Top Twenty Simpsons Quotes!

Yes, we all know the Simpsons are funny with great jokes, but every once in a while the Simpsons jump up and over the line of great jokes to super-fabulous quotes that make you laugh out loud and remember them the rest of the year. Listed here are in my opinion, the best twenty Simpsons quotes of all shows.


#20

homer: SWEET MERCIFUL CRAP! MY CAR!!
-3F22 Summer of 4 Ft. 2


#19

(Homer's only love letter to Marge, a postcard from the Duff Brewery)
Maybe it's the beer talking Marge but you got a butt that won't quit. They got those big chewy pretzels here merJanthfgrr...... five dollars??!!!? get outta here...
-8F16 Bart the Lover


#18

Audience: Boo! Boo!
Burns: Smithers, are they booing me?
Smithers: Uh, no, they're saying "Boo-urns! Boo-urns!"
Burns: Are you saying "boo" or "Boo-urns"?
Audience: Boo! Boo!
Hans: I was saying "Boo-urns."
-2F31 A Star is Burns


#17

Bart: (In barts head, like the Wonder Years) Me? Get a job? Were they serious? I didn't realize it at the time, but a little piece of my childhood had slipped away, forever.
Homer: Bart! What are you staring at?
Bart: Uh, nothing. (in his head again) He didn't say it, and neither did I, but at that moment, my dad and I were closer than we...
Homer: Bart! Stop it!
Bart: Sorry.
("Turn, Turn, Turn" By The Byrds starts)
-7F21 Three Men and a Comic Book


#16

Homer: And that talking coyote was really just a talking dog.

→ **EXERCISE TASK 1**:
Print the passage of the Simpsons quotes list that begins at the words "Bart: Uh, nothing." and stops after "a talking dog.".
→ **EXERCISE TASK 2**:
Carry on the Simpsons quotes list from where it stops.
The records have nothing to do with what is asked here.

→ **DATASET EXTRACT**:
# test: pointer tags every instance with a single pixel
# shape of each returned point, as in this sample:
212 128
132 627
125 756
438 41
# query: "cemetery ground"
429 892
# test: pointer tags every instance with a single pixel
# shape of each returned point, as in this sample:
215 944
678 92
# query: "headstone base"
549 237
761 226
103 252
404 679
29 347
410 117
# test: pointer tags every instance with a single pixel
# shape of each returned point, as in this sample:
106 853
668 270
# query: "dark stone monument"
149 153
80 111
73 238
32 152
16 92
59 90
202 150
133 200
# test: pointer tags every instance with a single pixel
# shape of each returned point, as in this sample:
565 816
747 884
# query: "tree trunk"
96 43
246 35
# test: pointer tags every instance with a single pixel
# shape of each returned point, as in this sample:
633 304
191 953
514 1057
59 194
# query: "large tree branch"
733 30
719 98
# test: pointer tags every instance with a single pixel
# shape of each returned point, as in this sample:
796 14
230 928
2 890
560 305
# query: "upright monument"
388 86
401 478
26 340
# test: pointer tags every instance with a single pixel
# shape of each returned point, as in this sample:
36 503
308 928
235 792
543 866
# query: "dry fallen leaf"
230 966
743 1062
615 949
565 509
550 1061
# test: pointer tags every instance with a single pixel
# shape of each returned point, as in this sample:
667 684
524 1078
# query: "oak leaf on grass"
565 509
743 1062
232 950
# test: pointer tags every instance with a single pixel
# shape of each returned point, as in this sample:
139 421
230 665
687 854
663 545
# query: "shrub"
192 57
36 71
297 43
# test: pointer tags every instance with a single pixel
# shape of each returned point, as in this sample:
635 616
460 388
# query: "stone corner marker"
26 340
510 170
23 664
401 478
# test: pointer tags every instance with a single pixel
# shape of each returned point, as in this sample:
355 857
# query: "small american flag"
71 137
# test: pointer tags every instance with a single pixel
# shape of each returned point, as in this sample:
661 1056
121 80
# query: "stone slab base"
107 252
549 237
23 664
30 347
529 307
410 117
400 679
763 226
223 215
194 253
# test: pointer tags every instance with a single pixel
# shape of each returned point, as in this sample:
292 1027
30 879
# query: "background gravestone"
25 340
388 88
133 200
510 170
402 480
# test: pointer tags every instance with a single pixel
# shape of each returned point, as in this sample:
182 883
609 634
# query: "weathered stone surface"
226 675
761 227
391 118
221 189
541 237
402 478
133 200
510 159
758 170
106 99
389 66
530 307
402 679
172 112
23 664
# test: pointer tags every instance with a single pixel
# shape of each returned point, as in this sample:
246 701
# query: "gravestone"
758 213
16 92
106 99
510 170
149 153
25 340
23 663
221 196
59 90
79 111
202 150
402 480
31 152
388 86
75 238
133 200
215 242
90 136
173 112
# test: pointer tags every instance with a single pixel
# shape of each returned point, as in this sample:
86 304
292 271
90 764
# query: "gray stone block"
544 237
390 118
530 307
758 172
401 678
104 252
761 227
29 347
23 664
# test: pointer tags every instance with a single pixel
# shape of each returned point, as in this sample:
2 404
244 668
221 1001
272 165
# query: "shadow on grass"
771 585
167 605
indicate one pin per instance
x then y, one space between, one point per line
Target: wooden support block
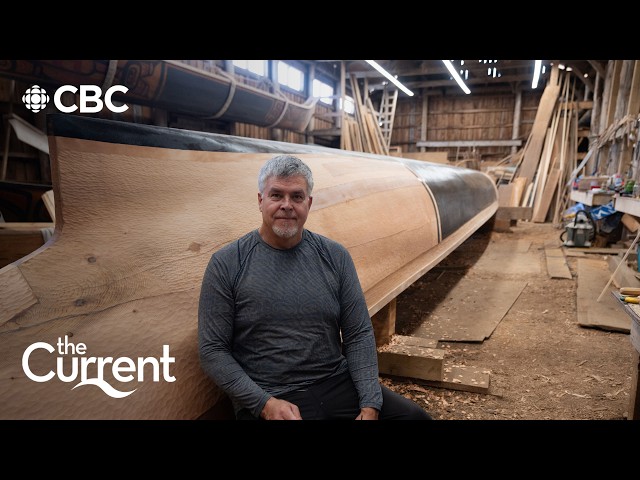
556 263
384 323
464 378
502 225
406 360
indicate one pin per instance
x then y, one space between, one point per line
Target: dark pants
337 399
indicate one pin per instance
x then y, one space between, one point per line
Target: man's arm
359 344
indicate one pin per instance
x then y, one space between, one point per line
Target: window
323 91
259 67
290 77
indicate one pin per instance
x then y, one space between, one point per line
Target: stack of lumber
362 133
549 155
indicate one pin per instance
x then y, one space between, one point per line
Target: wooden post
517 109
423 124
634 401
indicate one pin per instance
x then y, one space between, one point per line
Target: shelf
628 205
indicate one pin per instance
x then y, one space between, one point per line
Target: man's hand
367 413
276 409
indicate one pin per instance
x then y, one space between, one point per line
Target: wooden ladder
387 113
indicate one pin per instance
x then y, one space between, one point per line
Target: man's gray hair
283 166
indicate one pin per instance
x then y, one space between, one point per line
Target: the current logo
90 99
77 368
35 98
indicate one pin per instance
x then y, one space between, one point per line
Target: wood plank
469 143
384 323
539 130
49 203
550 188
624 276
514 213
596 250
411 361
556 263
593 275
473 312
465 378
15 294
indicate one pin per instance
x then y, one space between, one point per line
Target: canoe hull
140 210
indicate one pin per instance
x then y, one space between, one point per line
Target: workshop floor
541 363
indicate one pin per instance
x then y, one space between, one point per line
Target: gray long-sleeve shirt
271 321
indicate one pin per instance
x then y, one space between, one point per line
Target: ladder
387 113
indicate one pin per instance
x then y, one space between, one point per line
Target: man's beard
286 232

→ **EXPECTED ANSWER 1**:
Bart: Uh, nothing. (in his head again) He didn't say it, and neither did I, but at that moment, my dad and I were closer than we...
Homer: Bart! Stop it!
Bart: Sorry.
("Turn, Turn, Turn" By The Byrds starts)
-7F21 Three Men and a Comic Book


#16

Homer: And that talking coyote was really just a talking dog.

→ **EXPECTED ANSWER 2**:
Dog: Hi, Homer. Find your soulmate.
Homer: Hey, wait a minute! There's no such thing as a talking dog!
Dog: bark! bark!
Homer: Damn straight!
- [3F24] El Viaje Misterioso de Nuestro Homer





#15

Bart: My theory is... Skinner likes dogfood.
-4F23 The Principal and The Pauper


#14

Bart: Lisa, certain differences -- rivalries, if you will -- have come up between us. At first I thought we could talk it over like civilized people. But instead, I just ripped the head off Mr. Honeybunny.
Lisa: Bart, that was your cherished childhood toy.
Bart: Aah! Mr. Honeybunny!
Homer: Quiet down, Bart!
Lisa: Bart, just get outta here.
Bart: Hey: it's a free country. You get out.
Lisa: That doesn't make sense.
Bart: I know you are, but what am I?
Lisa: Get out, get out!
Bart: OK, but on my way, I'm going to be doing this: (starts waving arms and walking towards her) If you get hit, it's your own fault.
Lisa: OK, then I'm going to start kicking air like this. (kicks) And if any part of you should fill that air, it's your own fault.
(they walk towards each other, and start fighting)
Marge: Oh, I better go check that out. Now Homer, don't you eat this pie!
Homer: OK... All right, pie, I'm just going to do this. (chomps air) And if you get eaten, it's your own fault! (walks towards pie, chomping air, and hits head) Ow! Oh, my -- aw, to hell with this. (grabs pie and eats it)
-2F05 Lisa On Ice


#13

Lou: You know, I went to the McDonald's in Shelbyville on Friday night-
Wiggum: The McWhat?
Lou: Uh, the McDonald's. I, I never heard of it either, but they have over 2,000 locations in this state alone.
Eddie: Must've sprung up overnight.
Lou: You know, the funniest thing though; it's the little differences.
Wiggum: Example.
Lou: Well, at McDonald's you can buy a Krusty Burger with cheese, right? But they don't call it a Krusty Burger with cheese.
Wiggum: Get out! Well, what do they call it?
Lou: A Quarter Pounder with cheese.
Wiggum: Quarter Pounder with cheese? Well, I can picture the cheese, but, uh, do they have Krusty partially gelatinated non-dairy gum-based beverages?
Lou: Mm-hm. They call 'em, "shakes."
Eddie: Huh, shakes. You don't know what you're gettin'.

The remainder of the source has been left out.